__What is asked__.
Rewrite everything from the line containing "Point out every instance of the black microphone" down to the line containing "x=948, y=198", keeping the requests and their sample points unchanged. Scale each answer coordinate by 0.35 and round it to a whole number, with halves rounded up.

__Coordinate annotation rows__.
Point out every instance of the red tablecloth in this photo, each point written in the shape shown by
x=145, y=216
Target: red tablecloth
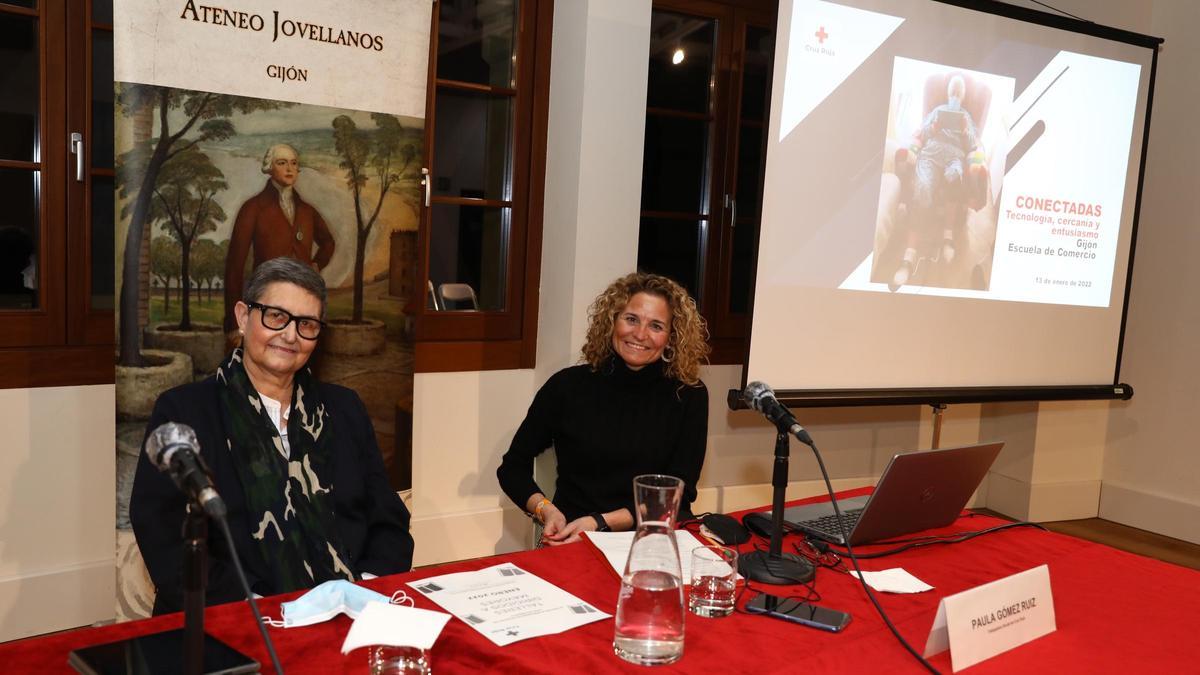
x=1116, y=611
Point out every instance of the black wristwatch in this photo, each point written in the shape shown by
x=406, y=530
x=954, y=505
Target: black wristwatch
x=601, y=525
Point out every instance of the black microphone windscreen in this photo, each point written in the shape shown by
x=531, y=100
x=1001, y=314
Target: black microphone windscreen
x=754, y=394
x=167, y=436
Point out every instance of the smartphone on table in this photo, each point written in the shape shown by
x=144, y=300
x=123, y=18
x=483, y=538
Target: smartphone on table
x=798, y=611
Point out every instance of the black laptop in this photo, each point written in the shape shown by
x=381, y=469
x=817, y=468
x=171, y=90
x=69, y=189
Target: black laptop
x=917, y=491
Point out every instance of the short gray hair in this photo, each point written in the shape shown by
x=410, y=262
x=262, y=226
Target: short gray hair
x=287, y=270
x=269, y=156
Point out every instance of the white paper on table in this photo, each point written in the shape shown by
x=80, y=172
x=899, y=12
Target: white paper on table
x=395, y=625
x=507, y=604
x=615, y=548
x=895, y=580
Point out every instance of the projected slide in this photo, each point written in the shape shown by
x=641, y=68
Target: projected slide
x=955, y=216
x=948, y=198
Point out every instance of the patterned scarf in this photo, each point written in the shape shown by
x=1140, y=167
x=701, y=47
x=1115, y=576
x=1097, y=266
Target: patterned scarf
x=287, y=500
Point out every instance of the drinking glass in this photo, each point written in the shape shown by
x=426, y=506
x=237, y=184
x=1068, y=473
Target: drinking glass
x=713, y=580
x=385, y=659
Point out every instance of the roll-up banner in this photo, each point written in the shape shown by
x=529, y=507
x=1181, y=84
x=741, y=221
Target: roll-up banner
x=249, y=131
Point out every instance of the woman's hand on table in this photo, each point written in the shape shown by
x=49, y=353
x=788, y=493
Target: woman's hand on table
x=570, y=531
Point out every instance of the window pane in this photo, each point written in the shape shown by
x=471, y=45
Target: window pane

__Full output__.
Point out every instance of the black microphone windscreen in this photo, each point written in the shape shown by
x=531, y=100
x=1001, y=314
Target: black microphone windscreen
x=264, y=138
x=58, y=153
Point out every instance of the smartphone on table in this photo, each point written in the shape shown by
x=144, y=300
x=123, y=18
x=483, y=538
Target: smartphone on table
x=279, y=214
Point out every instance of the black laptop in this photo, each point written in the shape shown by
x=381, y=469
x=817, y=468
x=171, y=90
x=69, y=189
Target: black laptop
x=321, y=172
Point out every instance of the short gray hair in this photo, each point written in the shape shown by
x=410, y=262
x=262, y=226
Target: short gray hair
x=100, y=95
x=94, y=55
Point out every instance of the white paper on table in this photo, each point written in the shape shown by
x=80, y=172
x=899, y=12
Target: white paper on table
x=138, y=219
x=177, y=211
x=215, y=192
x=313, y=203
Point out every instance of the projected slide in this photo, each point written in the shape shown by
x=641, y=68
Target: projected slide
x=334, y=76
x=332, y=69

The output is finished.